▶ **Supplied records**:
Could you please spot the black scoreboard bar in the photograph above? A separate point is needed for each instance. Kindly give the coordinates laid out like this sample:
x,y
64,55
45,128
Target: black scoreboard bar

▶ **Problem**:
Rewrite the material above as a JSON list of strings, one string per line, leaving out any blank lines.

▶ **Correct answer**:
[
  "Could you please spot the black scoreboard bar in the photograph above? A separate point is needed for each instance. Kindly give the coordinates laid out like this sample:",
  "x,y",
  "64,55",
  "45,128",
  "Target: black scoreboard bar"
]